**TASK:** Turn the rows below into a JSON list of strings, with one string for each line and no blank lines.

[A block of data]
++++++++++++++++++++
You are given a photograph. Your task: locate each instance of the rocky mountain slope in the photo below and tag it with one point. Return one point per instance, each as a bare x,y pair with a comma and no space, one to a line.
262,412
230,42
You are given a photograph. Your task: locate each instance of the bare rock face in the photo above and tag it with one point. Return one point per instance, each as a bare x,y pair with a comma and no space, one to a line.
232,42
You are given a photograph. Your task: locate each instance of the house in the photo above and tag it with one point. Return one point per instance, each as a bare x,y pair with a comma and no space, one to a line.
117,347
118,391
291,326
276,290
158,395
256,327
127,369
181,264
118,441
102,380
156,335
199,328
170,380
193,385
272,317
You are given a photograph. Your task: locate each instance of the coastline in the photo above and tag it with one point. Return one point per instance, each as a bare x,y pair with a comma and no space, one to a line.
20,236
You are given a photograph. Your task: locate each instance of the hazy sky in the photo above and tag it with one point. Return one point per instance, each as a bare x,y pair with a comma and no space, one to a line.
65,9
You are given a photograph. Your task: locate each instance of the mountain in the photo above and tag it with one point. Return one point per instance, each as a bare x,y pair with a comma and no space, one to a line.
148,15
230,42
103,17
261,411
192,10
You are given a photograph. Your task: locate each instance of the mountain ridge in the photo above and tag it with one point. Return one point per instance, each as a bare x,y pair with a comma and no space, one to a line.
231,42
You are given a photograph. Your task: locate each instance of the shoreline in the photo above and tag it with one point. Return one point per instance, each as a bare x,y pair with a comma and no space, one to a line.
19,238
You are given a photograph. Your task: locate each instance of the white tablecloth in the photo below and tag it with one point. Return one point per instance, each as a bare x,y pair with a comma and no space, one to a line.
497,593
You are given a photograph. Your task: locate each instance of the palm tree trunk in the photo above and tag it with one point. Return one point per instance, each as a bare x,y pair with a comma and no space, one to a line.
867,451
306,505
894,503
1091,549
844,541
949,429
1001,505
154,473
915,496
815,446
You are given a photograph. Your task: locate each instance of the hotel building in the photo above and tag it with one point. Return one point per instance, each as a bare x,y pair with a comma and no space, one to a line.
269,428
++++++++++++++++++++
**TASK ANSWER:**
[
  "You are given a photograph. Your task: locate each instance of the rocky mountain slope in the photo below and tag it with one point. Return one point per instance, each as a bare x,y pair with a comma and no space, one to a line.",
  "262,412",
  "230,42",
  "You are given a photograph. Your task: locate each instance of the bare rock face in the photo above and tag it with one point. Return one point per instance, each as a bare x,y pair with a comma and no space, one to a line.",
  "232,42",
  "You are given a photograph. Your task: locate each instance of the house in the photo above and tag it with one point. Return one point per instance, each as a bare x,y pair with a comma and no space, one to a line.",
  "117,347",
  "118,391",
  "291,326",
  "276,290",
  "158,395",
  "256,327",
  "127,369",
  "181,264",
  "118,441",
  "102,380",
  "156,335",
  "199,328",
  "170,380",
  "193,385",
  "272,317",
  "You are given a photograph. Your task: locate each instance of the coastline in the photo above and tag it with one point. Return one point per instance, each as a bare x,y pair with a comma and no space, one to a line.",
  "20,236",
  "You are given a photograph. Your task: locate each instance of the hazy sky in the photo above and tag it with one point. Return one point per instance, each as a bare x,y pair with a comma and no space, one to a line.",
  "65,9",
  "You are given a photograph. Your task: locate each instance of the mountain in the photo above and tag it with one point. Return one point per instance, each as a bare x,y pair with a comma and no space, one to a line.",
  "148,15",
  "230,42",
  "103,17",
  "261,411",
  "192,10",
  "You are given a photograph. Your task: locate each instance of the mountain ridge in the photo above and tag it with one point. Return one point per instance, each as a bare x,y pair with a comma and no space, one to a line.",
  "231,42",
  "You are given a photograph. Your task: locate each instance of the shoreline in the photo above and tag it with one point. Return one point per instance, each as a bare x,y pair with a comma and no space, one to a line.",
  "19,238",
  "You are given a photograph. Your task: locate each instance of the white tablecloth in the photo below and tag it with one point. Return one point per instance, each as a bare x,y pair with a comma and no space, one to a line.",
  "497,593",
  "You are given a photograph. Your task: locate each instance of the palm tree trunk in the photo above and tag it with one point. Return one point per instance, each as a bare x,y pair with a comma and no space, one to a line.",
  "867,451",
  "306,505",
  "894,503",
  "1091,549",
  "844,541",
  "949,429",
  "1001,505",
  "154,473",
  "915,496",
  "815,446",
  "You are given a photograph. Your task: locate each instance of the hotel building in the photo above and tag it with one point. Return one point per instance, each as a bare x,y pair with a comma and no space, one to a line.",
  "269,428"
]